### [Task to complete]
Retype the stretch of the listing from the line containing "Target: rear passenger window" through the end of the listing, keeping every character unchanged.

### [Data shown]

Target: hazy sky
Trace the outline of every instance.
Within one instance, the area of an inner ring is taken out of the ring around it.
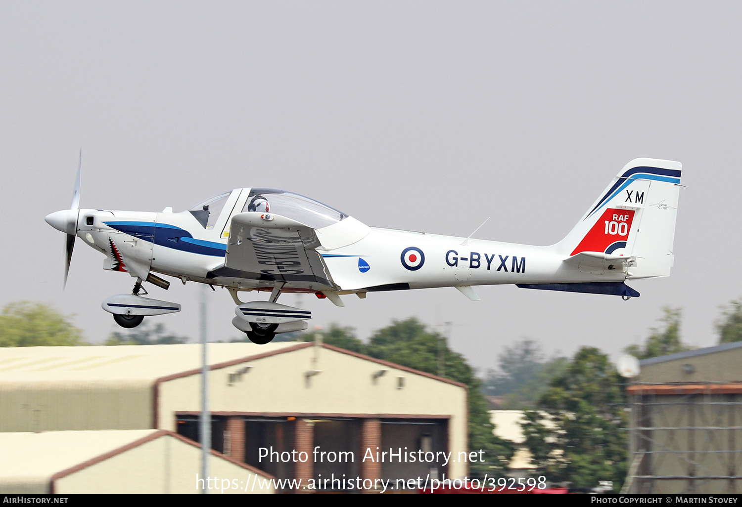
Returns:
[[[367,337],[411,316],[451,321],[477,367],[528,337],[547,352],[643,342],[666,305],[683,338],[717,343],[719,305],[742,296],[739,2],[91,1],[0,3],[0,305],[50,303],[85,337],[119,328],[100,303],[128,275],[44,216],[80,205],[177,211],[238,187],[303,193],[381,227],[548,245],[638,156],[683,163],[669,278],[641,297],[478,288],[305,295]],[[195,337],[196,284],[152,296]],[[211,337],[234,303],[209,291]]]

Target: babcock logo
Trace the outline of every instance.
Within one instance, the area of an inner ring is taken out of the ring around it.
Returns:
[[[416,271],[425,263],[425,254],[416,247],[407,247],[403,250],[400,259],[402,265],[410,271]]]

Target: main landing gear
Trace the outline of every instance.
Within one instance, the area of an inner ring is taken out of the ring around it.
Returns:
[[[312,312],[276,302],[280,294],[280,287],[276,287],[269,301],[241,302],[236,291],[232,297],[238,306],[234,308],[237,316],[232,319],[232,325],[247,335],[248,339],[256,345],[269,343],[279,333],[306,329],[307,319]]]
[[[160,301],[139,296],[139,293],[147,291],[142,287],[142,279],[137,279],[131,294],[111,296],[104,301],[101,306],[109,314],[114,314],[114,320],[122,328],[131,329],[142,323],[148,315],[162,315],[180,311],[180,305]]]
[[[256,345],[270,343],[275,338],[275,330],[278,324],[265,324],[263,322],[250,322],[252,331],[245,331],[247,338]]]

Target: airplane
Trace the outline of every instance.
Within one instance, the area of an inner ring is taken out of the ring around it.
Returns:
[[[680,162],[635,159],[618,173],[560,242],[518,245],[369,227],[318,201],[271,188],[236,188],[189,210],[160,213],[79,209],[80,162],[68,210],[45,217],[67,234],[65,284],[76,237],[105,256],[104,269],[136,279],[131,294],[102,303],[117,324],[180,311],[145,297],[146,282],[196,282],[226,288],[232,324],[257,344],[307,328],[312,313],[277,302],[283,293],[341,297],[370,292],[515,284],[548,291],[639,296],[626,280],[667,276],[680,185]],[[481,226],[480,226],[481,227]],[[476,232],[476,231],[474,231]],[[162,275],[162,276],[161,276]],[[243,302],[239,293],[270,293]]]

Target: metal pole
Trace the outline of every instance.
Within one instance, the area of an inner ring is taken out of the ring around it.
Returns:
[[[208,374],[209,361],[206,356],[206,286],[201,287],[200,304],[200,334],[201,334],[201,416],[199,418],[199,429],[201,434],[201,474],[203,477],[204,488],[201,493],[209,493],[209,454],[211,448],[211,417],[209,412]]]

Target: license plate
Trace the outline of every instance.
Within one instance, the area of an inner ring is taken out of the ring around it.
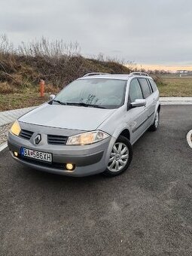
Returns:
[[[39,161],[52,162],[52,154],[50,153],[36,151],[32,149],[21,148],[20,154],[23,157],[35,159]]]

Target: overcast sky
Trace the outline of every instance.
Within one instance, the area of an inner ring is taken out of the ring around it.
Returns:
[[[192,65],[191,0],[1,0],[0,33],[17,46],[42,35],[81,53],[138,64]]]

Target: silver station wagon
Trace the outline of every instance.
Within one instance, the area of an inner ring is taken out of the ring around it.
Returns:
[[[159,125],[159,91],[146,73],[89,73],[20,117],[8,135],[17,162],[71,176],[127,169],[133,145]]]

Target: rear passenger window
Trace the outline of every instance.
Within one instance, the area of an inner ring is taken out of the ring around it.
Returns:
[[[133,102],[137,99],[143,99],[142,91],[137,79],[133,79],[130,87],[130,99]]]
[[[153,91],[155,92],[157,90],[157,85],[156,85],[155,82],[151,79],[149,79],[149,81],[150,81],[150,84],[151,84]]]
[[[146,99],[151,94],[151,90],[149,84],[145,78],[139,78],[139,81],[142,89],[144,98]]]

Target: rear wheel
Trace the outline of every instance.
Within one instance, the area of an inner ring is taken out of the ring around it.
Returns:
[[[160,124],[160,112],[157,111],[155,114],[154,121],[151,126],[149,127],[149,130],[152,132],[154,132],[157,130]]]
[[[112,148],[108,167],[104,174],[108,176],[120,175],[127,169],[132,157],[133,148],[130,141],[120,136]]]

### [Response for this exercise]
Target: rear passenger window
Trace the outline of every instance.
Within one instance, the area of an inner ring is taken out of the ring around it.
Returns:
[[[133,102],[137,99],[143,99],[142,91],[137,79],[133,79],[130,87],[130,99]]]
[[[153,91],[155,92],[157,90],[157,85],[156,85],[155,82],[151,79],[149,79],[149,81],[150,81],[150,84],[151,84]]]
[[[146,99],[151,94],[151,90],[149,84],[145,78],[139,78],[139,81],[142,89],[144,98]]]

Target: rear wheel
Trace the outline of every instance.
Within one instance, the area of an inner ring is taken out of the ring around it.
Returns:
[[[160,124],[160,112],[157,111],[155,114],[154,121],[151,126],[149,127],[149,130],[152,132],[154,132],[157,130]]]
[[[112,148],[108,167],[104,174],[108,176],[120,175],[127,169],[132,157],[133,148],[130,141],[120,136]]]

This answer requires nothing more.